Trecho fornecido –
================

Camilo Santana tem desafio de replicar nacionalmente sucesso do Ceará
Com a chegada da equipe do ex-governador ao MEC, o bom exemplo cearense na Educação ganha fôlego para reverberar em outros cantos
Um visitante desavisado que passar por Ararendá, município cearense próximo à divisa com o Piauí, logo pensará estar em mais uma das paupérrimas aglomerações urbanas do sertão dos Crateús. Mas é nessa cidade de 11 000 habitantes, de casas simples e gente humilde, que se desenrola uma notável revolução no normalmente castigado ensino público. Os frutos são palpáveis: Ararendá ocupa o primeiro lugar no Índice de Desenvolvimento da Educação Básica, aplicado pelo Ministério da Educação para medir o desempenho dos alunos de colégios estaduais e municipais. O sucesso acadêmico que brota em uma das regiões mais carentes do semiárido nordestino não é um daqueles casos isolados, produto de circunstâncias especiais. A qualidade brota de um sistema bem maior, que alçou o Ceará ao topo do ranking da educação entre todos os estados nos anos iniciais do nível fundamental e emplacou 87 de suas escolas entre as 100 melhores brasileiras.
Agora, o bom exemplo de lá ganha fôlego para reverberar em outros cantos, com a chegada ao comando do MEC do ex-governador Camilo Santana, acompanhado de outros três quadros da cena cearense, entre eles Izolda Cela, que ajudou a dar a guinada tão merecedora de atenção em um país ainda atolado em notas ruins. Ao assumir a pasta, o novo ministro deixou claro que pretende concentrar esforços na educação básica, dos primeiros anos ao nível médio, com ênfase na alfabetização, justamente onde o Ceará iniciou o processo que o guindou da 18ª posição em 2005 para a dianteira nacional em 2021.
Replicar na complexa imensidão do território brasileiro práticas que prosperaram em seu estado, porém, não será tarefa fácil. Com poucos dias de estrada na Esplanada, Camilo já se enroscou em um feroz embate com os municípios depois de conceder aumento de quase 15% aos professores — são eles, afinal, que pagam a fatura, de 19,4 bilhões de reais por ano aos docentes. Prefeitos começaram então a disparar contra o MEC, argumentando que a decisão não está amparada por lei, o que é verdade. Não há hoje em vigor nenhum texto que estabeleça um critério de aumento para o salário de mestres, daí ter sido necessária a edição de uma portaria no ministério, sustentada em um parecer da Advocacia-Geral da União (AGU). Ninguém discorda de que é meritório valorizar profissionais vitais à engrenagem da educação — a questão é saber navegar em uma realidade de cofres apertados para todos, o que exige fazer muita conta e muita costura política. Disso dependerá o sucesso de um projeto que parte de bons alicerces.

================

Instruções das tarefas –
1. Segundo o trecho, por que foi preciso editar uma portaria no ministério para o aumento dos professores? Explique em uma a três frases.
2. De acordo com o trecho, em que posição do ranking da educação o Ceará estava em 2005?
3. Repita o trecho a partir de "Agora, o bom" até "nacional em 2021.", incluindo essas palavras.
Responda com base somente no trecho.

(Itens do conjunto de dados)
================

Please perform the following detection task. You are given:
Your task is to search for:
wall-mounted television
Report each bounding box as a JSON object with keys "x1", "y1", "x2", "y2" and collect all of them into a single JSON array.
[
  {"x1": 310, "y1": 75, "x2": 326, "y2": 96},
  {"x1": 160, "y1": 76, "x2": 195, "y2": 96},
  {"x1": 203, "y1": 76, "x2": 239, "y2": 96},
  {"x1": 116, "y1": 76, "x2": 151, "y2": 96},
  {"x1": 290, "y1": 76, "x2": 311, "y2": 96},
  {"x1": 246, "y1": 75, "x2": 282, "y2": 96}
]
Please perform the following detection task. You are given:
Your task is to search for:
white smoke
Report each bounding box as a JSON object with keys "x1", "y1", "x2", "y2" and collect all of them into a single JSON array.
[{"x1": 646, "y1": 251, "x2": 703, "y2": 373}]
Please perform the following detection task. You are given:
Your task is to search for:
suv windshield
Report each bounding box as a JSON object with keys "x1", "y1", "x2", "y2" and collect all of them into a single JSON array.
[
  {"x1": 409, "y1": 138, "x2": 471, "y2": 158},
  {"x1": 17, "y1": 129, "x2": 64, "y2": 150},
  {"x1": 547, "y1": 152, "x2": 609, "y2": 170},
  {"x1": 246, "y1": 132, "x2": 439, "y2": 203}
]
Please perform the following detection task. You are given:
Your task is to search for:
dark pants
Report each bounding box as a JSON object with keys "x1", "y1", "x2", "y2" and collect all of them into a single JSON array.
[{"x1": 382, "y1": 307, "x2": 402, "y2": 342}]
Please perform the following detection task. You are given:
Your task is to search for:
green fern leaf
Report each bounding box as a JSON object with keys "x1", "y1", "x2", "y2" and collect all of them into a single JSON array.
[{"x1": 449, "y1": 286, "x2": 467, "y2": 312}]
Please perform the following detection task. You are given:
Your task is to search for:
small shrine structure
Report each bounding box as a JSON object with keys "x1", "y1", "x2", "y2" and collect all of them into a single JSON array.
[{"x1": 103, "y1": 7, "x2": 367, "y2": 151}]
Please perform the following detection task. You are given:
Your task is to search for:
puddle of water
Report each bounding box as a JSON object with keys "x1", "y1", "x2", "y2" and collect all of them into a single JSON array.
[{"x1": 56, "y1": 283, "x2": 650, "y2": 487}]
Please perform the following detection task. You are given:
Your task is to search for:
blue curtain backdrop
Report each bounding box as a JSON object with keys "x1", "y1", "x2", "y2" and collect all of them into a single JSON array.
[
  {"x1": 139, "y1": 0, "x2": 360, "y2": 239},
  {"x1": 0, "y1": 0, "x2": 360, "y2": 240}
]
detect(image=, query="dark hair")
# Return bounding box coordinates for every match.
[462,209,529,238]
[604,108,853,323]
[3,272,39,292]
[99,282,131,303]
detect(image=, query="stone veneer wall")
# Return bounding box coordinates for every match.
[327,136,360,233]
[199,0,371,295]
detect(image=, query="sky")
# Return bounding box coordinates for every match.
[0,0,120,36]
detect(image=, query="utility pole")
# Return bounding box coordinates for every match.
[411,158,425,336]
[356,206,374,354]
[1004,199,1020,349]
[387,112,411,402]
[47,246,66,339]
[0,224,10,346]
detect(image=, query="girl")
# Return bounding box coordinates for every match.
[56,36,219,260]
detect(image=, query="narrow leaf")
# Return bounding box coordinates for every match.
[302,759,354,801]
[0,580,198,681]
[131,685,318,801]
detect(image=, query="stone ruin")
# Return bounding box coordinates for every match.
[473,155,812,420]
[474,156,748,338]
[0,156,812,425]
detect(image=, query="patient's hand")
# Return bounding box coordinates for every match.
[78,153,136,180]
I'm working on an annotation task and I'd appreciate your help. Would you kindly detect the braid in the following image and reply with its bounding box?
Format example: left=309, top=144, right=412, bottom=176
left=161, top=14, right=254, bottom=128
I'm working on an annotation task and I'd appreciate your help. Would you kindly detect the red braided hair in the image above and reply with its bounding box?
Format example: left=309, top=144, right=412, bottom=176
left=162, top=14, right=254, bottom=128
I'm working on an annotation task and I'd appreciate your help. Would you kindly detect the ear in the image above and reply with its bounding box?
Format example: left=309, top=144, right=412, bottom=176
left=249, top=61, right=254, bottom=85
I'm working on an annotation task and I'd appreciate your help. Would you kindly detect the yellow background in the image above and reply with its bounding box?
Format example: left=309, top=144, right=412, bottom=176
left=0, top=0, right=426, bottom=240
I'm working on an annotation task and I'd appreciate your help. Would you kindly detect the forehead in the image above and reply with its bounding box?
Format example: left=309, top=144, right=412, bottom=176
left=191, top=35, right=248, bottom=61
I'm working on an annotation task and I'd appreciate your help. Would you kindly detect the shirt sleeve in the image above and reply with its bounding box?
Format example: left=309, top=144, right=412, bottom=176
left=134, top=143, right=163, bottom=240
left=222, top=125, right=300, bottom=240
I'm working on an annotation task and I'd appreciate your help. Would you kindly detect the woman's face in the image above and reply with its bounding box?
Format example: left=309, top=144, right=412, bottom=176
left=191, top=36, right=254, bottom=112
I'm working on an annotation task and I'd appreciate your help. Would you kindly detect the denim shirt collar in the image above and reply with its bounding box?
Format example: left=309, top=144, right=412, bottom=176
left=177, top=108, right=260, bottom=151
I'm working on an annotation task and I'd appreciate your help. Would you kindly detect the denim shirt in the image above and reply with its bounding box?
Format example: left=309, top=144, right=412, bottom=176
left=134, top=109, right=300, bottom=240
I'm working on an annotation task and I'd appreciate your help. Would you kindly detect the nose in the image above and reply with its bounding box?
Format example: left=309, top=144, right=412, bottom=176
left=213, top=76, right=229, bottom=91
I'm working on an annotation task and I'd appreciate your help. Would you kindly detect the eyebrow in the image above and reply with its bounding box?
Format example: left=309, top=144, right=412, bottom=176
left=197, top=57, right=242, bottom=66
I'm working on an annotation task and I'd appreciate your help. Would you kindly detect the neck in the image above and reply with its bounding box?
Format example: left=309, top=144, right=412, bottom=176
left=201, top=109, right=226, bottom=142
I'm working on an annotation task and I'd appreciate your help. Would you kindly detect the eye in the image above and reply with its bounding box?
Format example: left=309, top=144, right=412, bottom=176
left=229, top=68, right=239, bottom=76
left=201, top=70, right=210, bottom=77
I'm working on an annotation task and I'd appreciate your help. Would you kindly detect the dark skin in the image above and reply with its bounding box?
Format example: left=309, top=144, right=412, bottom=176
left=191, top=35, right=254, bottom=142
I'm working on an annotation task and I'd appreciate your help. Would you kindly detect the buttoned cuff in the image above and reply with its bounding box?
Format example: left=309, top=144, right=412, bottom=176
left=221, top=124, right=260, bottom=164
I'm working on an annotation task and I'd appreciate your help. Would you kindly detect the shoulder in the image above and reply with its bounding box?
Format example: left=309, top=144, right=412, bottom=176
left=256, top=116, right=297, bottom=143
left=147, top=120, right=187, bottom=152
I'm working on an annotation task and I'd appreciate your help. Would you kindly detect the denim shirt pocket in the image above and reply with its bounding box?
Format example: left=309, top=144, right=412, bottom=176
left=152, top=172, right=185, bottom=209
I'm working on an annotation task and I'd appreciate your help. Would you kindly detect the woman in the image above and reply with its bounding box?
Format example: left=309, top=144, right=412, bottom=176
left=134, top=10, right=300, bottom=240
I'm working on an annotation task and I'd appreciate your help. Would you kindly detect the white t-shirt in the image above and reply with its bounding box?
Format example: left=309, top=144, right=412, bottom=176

================

Respostas por tarefa –
1. Não há hoje em vigor nenhum texto que estabeleça um critério de aumento para o salário dos professores. Por isso foi necessária uma portaria, sustentada em um parecer da Advocacia-Geral da União (AGU).

2. Na 18ª posição.

3.
Agora, o bom exemplo de lá ganha fôlego para reverberar em outros cantos, com a chegada ao comando do MEC do ex-governador Camilo Santana, acompanhado de outros três quadros da cena cearense, entre eles Izolda Cela, que ajudou a dar a guinada tão merecedora de atenção em um país ainda atolado em notas ruins. Ao assumir a pasta, o novo ministro deixou claro que pretende concentrar esforços na educação básica, dos primeiros anos ao nível médio, com ênfase na alfabetização, justamente onde o Ceará iniciou o processo que o guindou da 18ª posição em 2005 para a dianteira nacional em 2021.